START Dataset

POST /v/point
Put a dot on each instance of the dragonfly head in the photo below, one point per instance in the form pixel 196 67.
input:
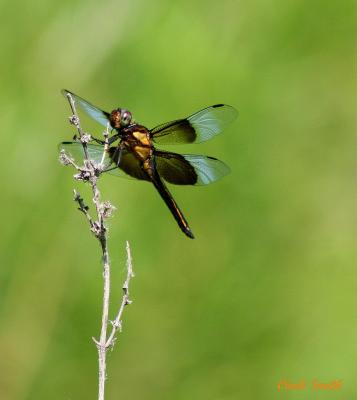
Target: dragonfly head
pixel 120 118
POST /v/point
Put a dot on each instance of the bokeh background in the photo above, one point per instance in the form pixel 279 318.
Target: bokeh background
pixel 267 290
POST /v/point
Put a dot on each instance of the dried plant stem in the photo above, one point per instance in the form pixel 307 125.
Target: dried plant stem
pixel 90 173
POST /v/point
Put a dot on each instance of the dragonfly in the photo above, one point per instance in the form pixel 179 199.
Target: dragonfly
pixel 131 150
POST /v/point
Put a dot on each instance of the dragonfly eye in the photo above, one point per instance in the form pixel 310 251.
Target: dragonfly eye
pixel 115 119
pixel 125 118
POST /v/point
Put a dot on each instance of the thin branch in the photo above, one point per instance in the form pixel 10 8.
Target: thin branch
pixel 91 172
pixel 117 323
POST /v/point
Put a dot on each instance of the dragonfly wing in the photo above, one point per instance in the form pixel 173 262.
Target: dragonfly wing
pixel 94 112
pixel 189 169
pixel 197 128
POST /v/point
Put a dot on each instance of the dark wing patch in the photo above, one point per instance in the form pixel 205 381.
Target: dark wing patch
pixel 174 168
pixel 199 127
pixel 189 169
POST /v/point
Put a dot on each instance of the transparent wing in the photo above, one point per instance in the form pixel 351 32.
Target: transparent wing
pixel 189 169
pixel 74 150
pixel 94 112
pixel 197 128
pixel 129 166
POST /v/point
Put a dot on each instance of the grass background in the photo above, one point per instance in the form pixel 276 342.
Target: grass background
pixel 267 290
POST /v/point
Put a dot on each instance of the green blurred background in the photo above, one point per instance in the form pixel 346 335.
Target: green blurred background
pixel 267 290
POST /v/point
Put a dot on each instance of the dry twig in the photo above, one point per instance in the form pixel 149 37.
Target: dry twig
pixel 90 172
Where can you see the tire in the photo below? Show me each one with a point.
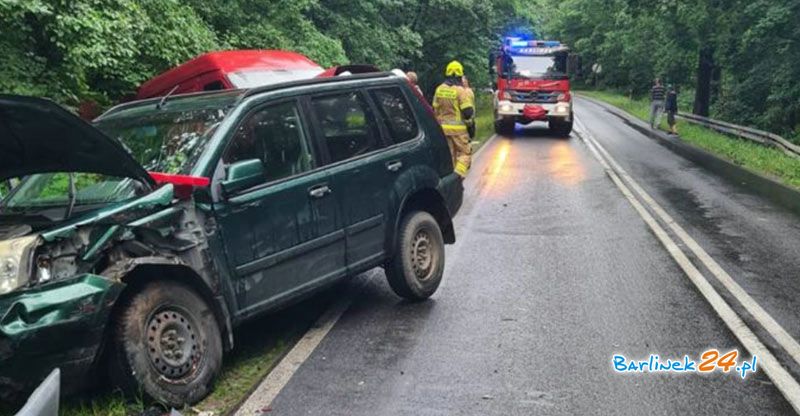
(167, 345)
(561, 128)
(504, 127)
(417, 266)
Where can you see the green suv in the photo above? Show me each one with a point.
(135, 245)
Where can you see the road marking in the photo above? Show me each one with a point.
(260, 400)
(786, 341)
(781, 336)
(785, 383)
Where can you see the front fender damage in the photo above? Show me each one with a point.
(81, 271)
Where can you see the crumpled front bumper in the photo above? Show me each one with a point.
(60, 324)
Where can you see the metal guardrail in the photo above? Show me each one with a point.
(748, 133)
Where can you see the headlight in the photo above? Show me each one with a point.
(16, 258)
(562, 109)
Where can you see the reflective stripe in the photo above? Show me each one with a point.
(451, 122)
(461, 169)
(446, 93)
(454, 128)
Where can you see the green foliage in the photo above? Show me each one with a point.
(755, 45)
(101, 50)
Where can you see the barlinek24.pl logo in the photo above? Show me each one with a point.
(709, 361)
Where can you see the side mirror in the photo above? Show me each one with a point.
(242, 175)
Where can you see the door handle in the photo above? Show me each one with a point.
(394, 166)
(319, 191)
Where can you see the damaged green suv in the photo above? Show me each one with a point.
(133, 246)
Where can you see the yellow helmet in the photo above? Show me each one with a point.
(454, 69)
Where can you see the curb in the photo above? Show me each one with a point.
(741, 176)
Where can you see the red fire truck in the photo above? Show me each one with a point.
(531, 84)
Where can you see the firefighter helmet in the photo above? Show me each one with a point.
(454, 69)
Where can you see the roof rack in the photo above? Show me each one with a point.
(317, 81)
(247, 92)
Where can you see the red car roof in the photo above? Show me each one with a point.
(226, 62)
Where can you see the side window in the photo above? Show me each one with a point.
(275, 136)
(348, 126)
(397, 114)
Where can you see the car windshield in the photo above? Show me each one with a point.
(168, 140)
(534, 67)
(251, 79)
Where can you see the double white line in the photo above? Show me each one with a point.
(787, 385)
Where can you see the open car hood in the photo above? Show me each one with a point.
(39, 136)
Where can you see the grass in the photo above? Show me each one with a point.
(260, 344)
(763, 159)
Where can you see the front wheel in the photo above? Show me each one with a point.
(167, 344)
(417, 266)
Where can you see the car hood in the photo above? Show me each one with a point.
(39, 136)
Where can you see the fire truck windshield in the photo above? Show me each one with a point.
(534, 67)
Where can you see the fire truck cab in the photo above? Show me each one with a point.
(531, 84)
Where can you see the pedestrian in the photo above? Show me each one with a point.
(657, 95)
(454, 108)
(671, 107)
(414, 80)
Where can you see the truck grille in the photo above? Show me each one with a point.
(544, 97)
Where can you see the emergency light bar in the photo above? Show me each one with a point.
(517, 46)
(521, 43)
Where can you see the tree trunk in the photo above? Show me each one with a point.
(705, 75)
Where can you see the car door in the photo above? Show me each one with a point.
(283, 236)
(360, 171)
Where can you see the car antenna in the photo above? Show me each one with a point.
(163, 101)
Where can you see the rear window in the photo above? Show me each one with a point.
(397, 114)
(348, 126)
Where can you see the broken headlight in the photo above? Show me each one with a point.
(16, 259)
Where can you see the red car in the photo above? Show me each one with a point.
(229, 70)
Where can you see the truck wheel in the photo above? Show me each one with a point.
(504, 127)
(166, 344)
(417, 266)
(561, 128)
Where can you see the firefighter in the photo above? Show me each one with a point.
(455, 109)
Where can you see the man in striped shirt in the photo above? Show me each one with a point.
(657, 95)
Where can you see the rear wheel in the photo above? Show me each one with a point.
(504, 126)
(561, 128)
(417, 266)
(167, 344)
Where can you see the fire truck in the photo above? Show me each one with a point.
(531, 84)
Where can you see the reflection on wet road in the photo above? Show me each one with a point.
(553, 273)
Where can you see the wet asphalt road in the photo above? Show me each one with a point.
(553, 273)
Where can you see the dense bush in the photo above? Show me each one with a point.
(740, 59)
(101, 50)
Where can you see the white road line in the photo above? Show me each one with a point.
(276, 380)
(785, 383)
(786, 341)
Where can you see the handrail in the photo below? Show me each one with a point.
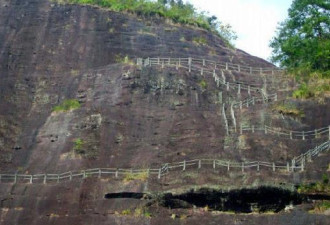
(296, 163)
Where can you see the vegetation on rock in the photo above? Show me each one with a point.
(176, 10)
(302, 46)
(66, 105)
(288, 109)
(318, 187)
(78, 146)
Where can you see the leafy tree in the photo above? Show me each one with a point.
(303, 40)
(176, 10)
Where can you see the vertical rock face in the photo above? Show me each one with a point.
(45, 51)
(127, 116)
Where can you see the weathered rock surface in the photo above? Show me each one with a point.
(129, 117)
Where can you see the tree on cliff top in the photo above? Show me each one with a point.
(303, 40)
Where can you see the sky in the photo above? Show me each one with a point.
(254, 21)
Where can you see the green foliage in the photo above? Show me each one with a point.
(318, 187)
(199, 41)
(126, 212)
(203, 84)
(142, 212)
(143, 176)
(176, 10)
(123, 59)
(316, 87)
(303, 40)
(69, 104)
(288, 109)
(78, 146)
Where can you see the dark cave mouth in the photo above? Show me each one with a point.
(261, 200)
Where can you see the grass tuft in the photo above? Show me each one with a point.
(67, 105)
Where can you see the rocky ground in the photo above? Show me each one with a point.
(132, 116)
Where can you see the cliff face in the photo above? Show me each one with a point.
(130, 116)
(47, 48)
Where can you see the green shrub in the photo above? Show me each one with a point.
(203, 84)
(143, 176)
(66, 105)
(288, 109)
(200, 41)
(177, 11)
(78, 146)
(315, 87)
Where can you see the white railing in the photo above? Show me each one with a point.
(297, 163)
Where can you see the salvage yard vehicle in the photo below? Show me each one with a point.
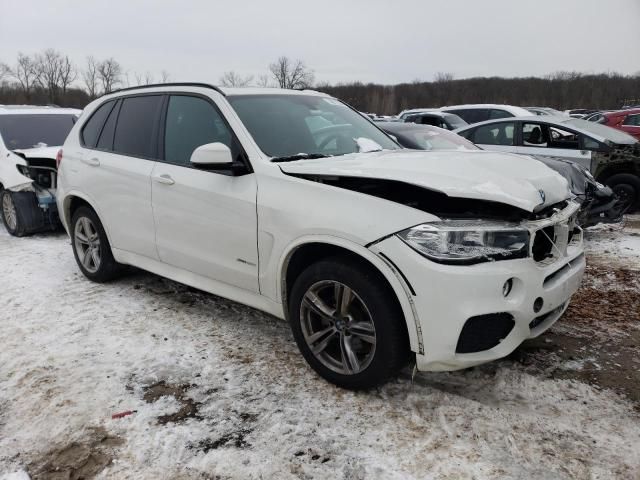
(481, 112)
(293, 203)
(627, 120)
(30, 138)
(612, 156)
(598, 203)
(436, 118)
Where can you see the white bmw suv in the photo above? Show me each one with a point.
(295, 204)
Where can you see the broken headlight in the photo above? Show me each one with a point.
(465, 242)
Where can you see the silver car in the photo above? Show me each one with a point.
(612, 156)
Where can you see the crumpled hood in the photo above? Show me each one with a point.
(39, 152)
(481, 175)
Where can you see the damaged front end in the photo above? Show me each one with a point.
(31, 203)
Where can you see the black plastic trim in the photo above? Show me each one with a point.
(177, 84)
(406, 280)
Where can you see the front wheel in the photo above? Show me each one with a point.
(10, 216)
(627, 187)
(91, 247)
(348, 324)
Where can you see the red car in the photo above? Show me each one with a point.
(626, 120)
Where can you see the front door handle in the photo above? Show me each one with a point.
(92, 162)
(164, 179)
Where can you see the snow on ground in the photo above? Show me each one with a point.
(220, 391)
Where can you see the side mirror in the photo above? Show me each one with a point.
(212, 156)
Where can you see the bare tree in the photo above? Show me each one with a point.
(109, 74)
(443, 77)
(4, 70)
(146, 79)
(26, 73)
(68, 74)
(263, 81)
(90, 77)
(291, 73)
(232, 79)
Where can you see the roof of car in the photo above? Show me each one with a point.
(595, 130)
(436, 113)
(401, 126)
(626, 111)
(511, 108)
(231, 91)
(37, 110)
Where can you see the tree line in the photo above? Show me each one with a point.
(50, 77)
(561, 90)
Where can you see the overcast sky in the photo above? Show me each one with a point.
(384, 41)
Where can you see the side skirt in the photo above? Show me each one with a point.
(252, 299)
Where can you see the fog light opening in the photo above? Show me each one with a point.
(537, 304)
(507, 287)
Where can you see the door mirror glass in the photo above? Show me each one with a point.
(212, 155)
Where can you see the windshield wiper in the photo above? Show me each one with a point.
(299, 156)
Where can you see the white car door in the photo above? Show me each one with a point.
(549, 141)
(206, 221)
(116, 166)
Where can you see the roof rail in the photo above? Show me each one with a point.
(171, 84)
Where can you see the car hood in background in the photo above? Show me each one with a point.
(39, 152)
(499, 177)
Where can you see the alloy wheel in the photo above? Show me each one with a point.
(9, 211)
(87, 243)
(337, 327)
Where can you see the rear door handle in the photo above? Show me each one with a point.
(92, 162)
(165, 179)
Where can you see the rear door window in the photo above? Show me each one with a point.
(106, 137)
(137, 125)
(495, 134)
(192, 122)
(472, 115)
(93, 127)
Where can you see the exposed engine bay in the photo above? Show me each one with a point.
(35, 199)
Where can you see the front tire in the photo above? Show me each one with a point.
(10, 215)
(91, 247)
(627, 187)
(348, 324)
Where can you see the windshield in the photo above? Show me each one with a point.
(288, 125)
(39, 130)
(439, 140)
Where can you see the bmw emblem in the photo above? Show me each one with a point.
(542, 195)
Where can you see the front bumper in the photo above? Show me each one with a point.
(445, 297)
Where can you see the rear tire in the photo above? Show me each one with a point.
(91, 247)
(10, 215)
(627, 187)
(348, 324)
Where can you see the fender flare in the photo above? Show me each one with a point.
(394, 278)
(65, 216)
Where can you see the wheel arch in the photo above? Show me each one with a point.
(71, 202)
(309, 250)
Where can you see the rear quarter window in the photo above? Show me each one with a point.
(91, 130)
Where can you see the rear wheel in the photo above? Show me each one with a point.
(627, 187)
(348, 324)
(10, 216)
(91, 247)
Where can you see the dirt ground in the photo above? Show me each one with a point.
(146, 378)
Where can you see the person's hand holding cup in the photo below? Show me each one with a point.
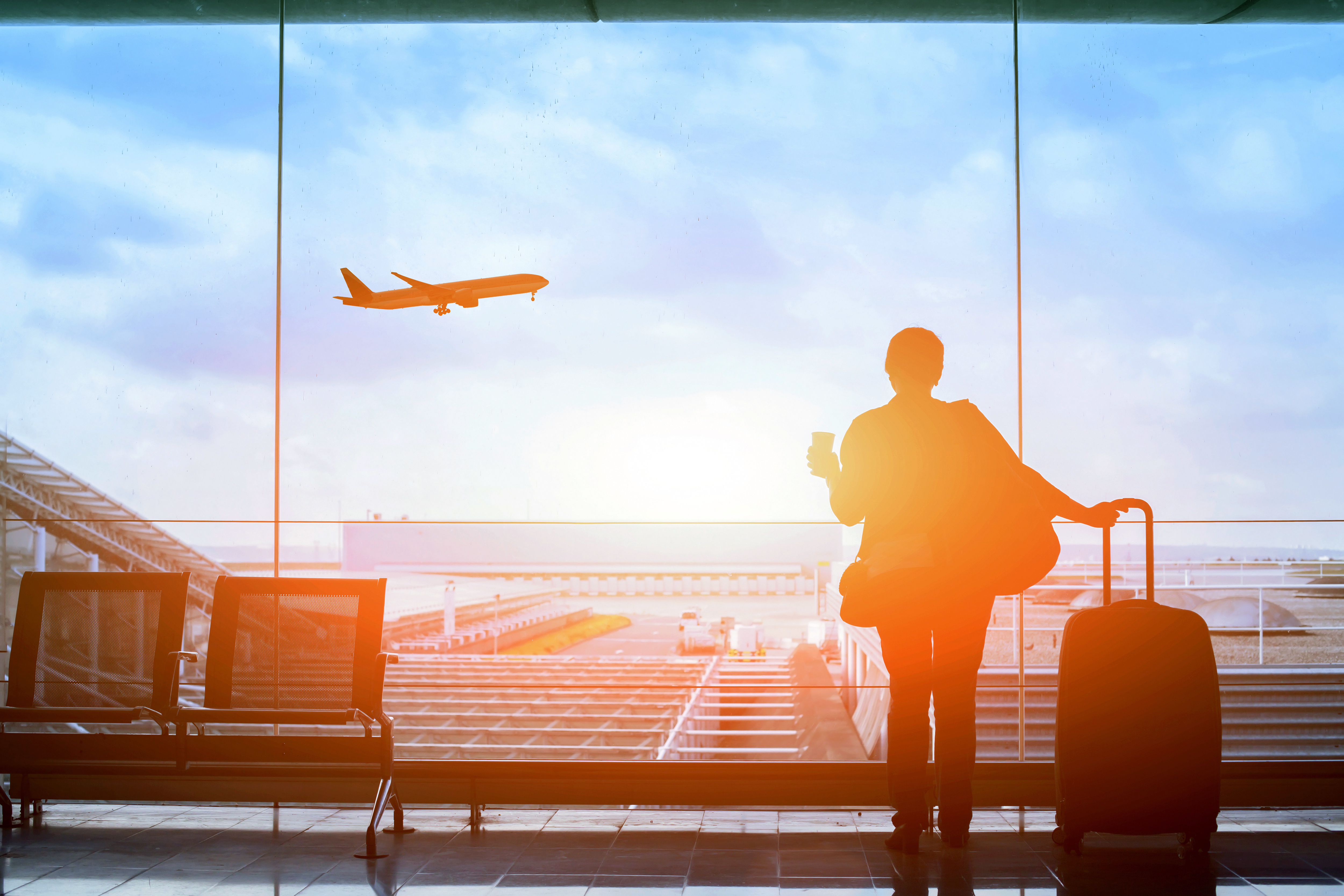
(822, 457)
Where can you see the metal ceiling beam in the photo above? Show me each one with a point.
(126, 13)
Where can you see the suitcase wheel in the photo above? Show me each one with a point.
(1194, 844)
(1072, 844)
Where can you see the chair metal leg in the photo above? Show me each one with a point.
(398, 817)
(385, 793)
(7, 808)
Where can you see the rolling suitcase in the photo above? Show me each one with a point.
(1139, 723)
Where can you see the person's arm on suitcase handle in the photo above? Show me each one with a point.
(1052, 499)
(1100, 515)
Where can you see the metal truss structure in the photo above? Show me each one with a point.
(44, 495)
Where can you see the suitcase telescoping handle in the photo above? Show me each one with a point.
(1124, 506)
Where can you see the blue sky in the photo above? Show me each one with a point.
(734, 220)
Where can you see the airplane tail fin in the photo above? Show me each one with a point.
(357, 288)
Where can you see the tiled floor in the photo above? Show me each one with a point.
(181, 851)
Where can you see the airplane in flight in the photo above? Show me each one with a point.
(468, 293)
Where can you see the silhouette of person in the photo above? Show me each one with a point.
(893, 479)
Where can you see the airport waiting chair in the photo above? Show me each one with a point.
(92, 649)
(295, 652)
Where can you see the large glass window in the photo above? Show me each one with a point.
(593, 510)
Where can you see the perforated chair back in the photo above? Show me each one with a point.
(97, 640)
(295, 644)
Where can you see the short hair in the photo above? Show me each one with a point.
(917, 354)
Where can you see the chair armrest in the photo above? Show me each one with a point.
(190, 656)
(158, 718)
(93, 715)
(195, 715)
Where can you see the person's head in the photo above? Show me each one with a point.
(914, 360)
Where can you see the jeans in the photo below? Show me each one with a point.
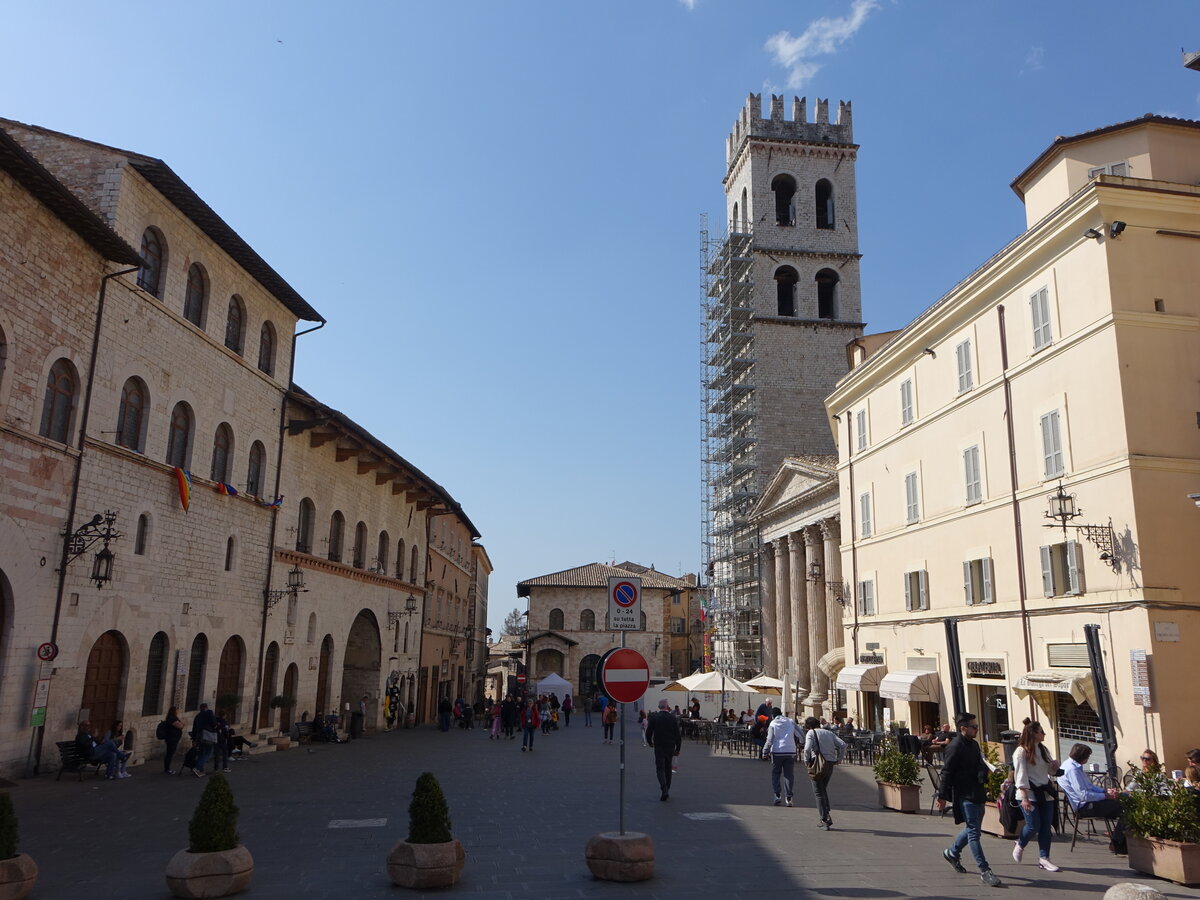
(972, 814)
(785, 765)
(1038, 821)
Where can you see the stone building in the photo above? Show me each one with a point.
(781, 303)
(568, 622)
(1020, 459)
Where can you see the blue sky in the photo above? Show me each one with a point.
(497, 205)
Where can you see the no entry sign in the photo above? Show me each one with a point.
(624, 675)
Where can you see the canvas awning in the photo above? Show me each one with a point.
(911, 685)
(861, 678)
(1075, 682)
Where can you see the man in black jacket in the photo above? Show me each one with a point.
(963, 784)
(663, 733)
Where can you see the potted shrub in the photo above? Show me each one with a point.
(898, 774)
(431, 857)
(18, 871)
(1162, 828)
(214, 864)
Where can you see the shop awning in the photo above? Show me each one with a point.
(861, 678)
(833, 661)
(1075, 682)
(912, 685)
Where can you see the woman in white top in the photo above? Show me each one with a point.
(1037, 795)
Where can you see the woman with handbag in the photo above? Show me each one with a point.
(822, 751)
(1037, 793)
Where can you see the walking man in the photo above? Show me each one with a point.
(781, 748)
(964, 779)
(663, 733)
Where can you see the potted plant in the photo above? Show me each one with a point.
(18, 871)
(214, 864)
(431, 857)
(1162, 828)
(898, 774)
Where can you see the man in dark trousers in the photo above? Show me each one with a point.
(663, 733)
(964, 784)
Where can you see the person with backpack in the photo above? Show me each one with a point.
(822, 751)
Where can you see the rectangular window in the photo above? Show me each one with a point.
(867, 598)
(1039, 311)
(977, 581)
(1051, 445)
(1062, 569)
(916, 591)
(963, 353)
(971, 469)
(912, 504)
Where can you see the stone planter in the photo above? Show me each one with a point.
(17, 876)
(217, 874)
(903, 798)
(1167, 859)
(621, 857)
(425, 865)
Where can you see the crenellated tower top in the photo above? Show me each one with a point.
(821, 131)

END Dataset

When a line in the material includes the word "form", copy it out.

Put a dot on each instance of the dragonfly head in the photo below, one point per instance in the form pixel 196 67.
Put a dot on each instance of the bokeh background in the photo above, one point per instance in the form pixel 279 318.
Put a dot on each instance of the dried plant stem in the photo above, one point per instance in the form pixel 307 125.
Put a dot on each instance of the dragonfly in the photo above, one point per instance in the form pixel 179 199.
Put a dot on each instance of the dragonfly eye in the photo above, one point per instance in the form pixel 310 251.
Put a dot on each instance of the thin branch in the photo above, one point per instance in the form pixel 10 8.
Put a dot on each instance of the dragonfly wing in the photo above, one point per instance in the form pixel 173 262.
Put a dot on each instance of the dark wing patch in the photo above, one point per instance in the form pixel 205 381.
Put a dot on each instance of the transparent wing in the photo above, one point per instance in the form pixel 351 32.
Put a dot on each instance of the grass background in the photo above, one point per instance in the form pixel 276 342.
Put a dot on each instance of the green blurred background in the photo above, one point per instance in the form pixel 346 335.
Put a dot on each instance of the dry twig in the photo above, one point per instance in the form pixel 149 37.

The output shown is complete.